**Record excerpts:**
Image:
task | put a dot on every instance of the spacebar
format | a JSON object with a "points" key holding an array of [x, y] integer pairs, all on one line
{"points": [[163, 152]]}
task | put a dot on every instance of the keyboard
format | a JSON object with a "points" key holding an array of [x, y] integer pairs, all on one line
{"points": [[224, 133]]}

--

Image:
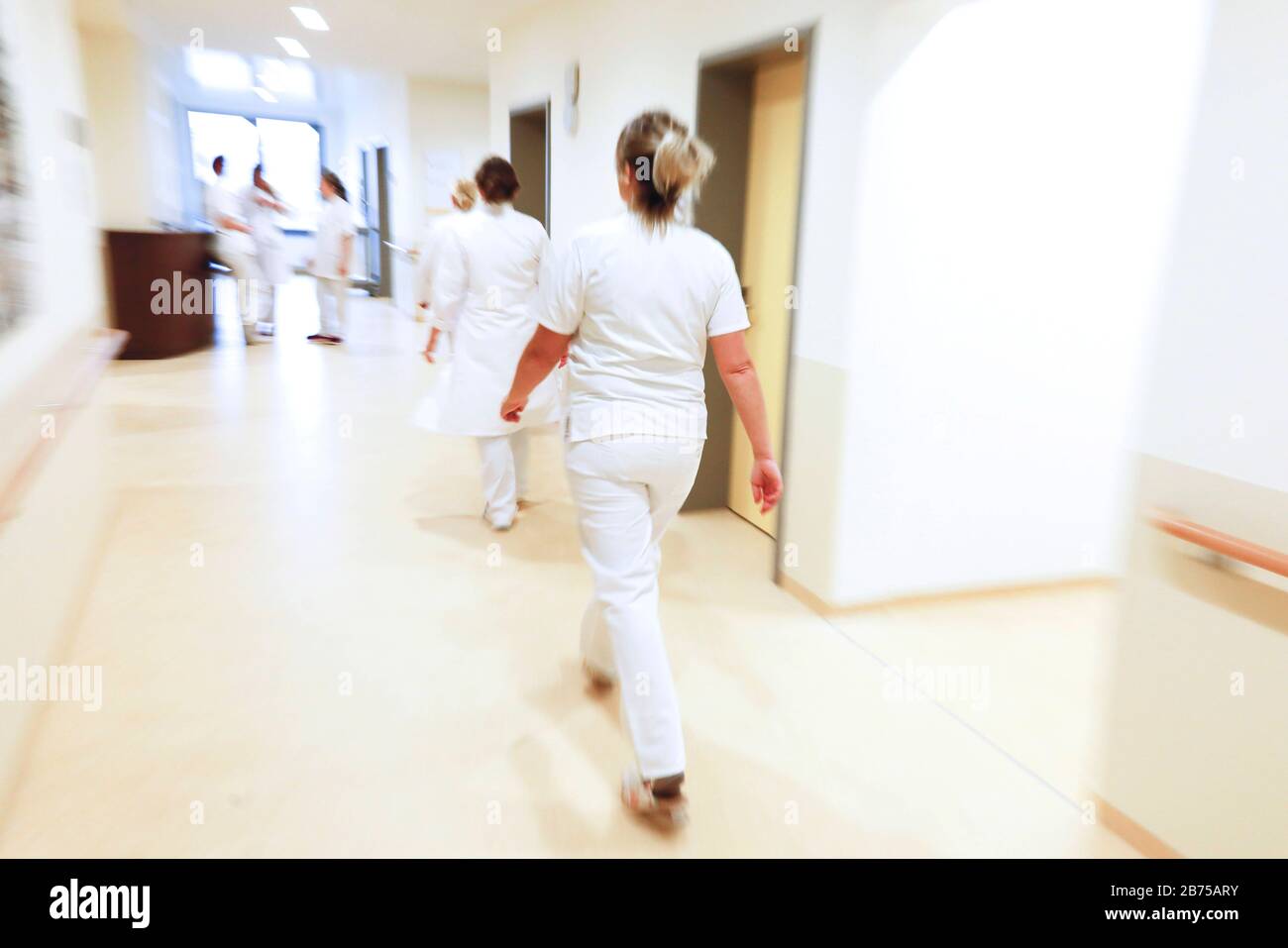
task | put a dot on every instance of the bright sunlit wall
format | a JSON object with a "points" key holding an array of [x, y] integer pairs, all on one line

**Problem to solve:** Gather every line of the material above that contains the word "instance" and copy each of those lines out in full. Case counts, so a line qualifies only if its capitalization matches.

**Task solution:**
task | put a dot on every instance of the spacebar
task | put a dot on every instance of the keyboard
task | put a dot on every instance of the bright sunlit wall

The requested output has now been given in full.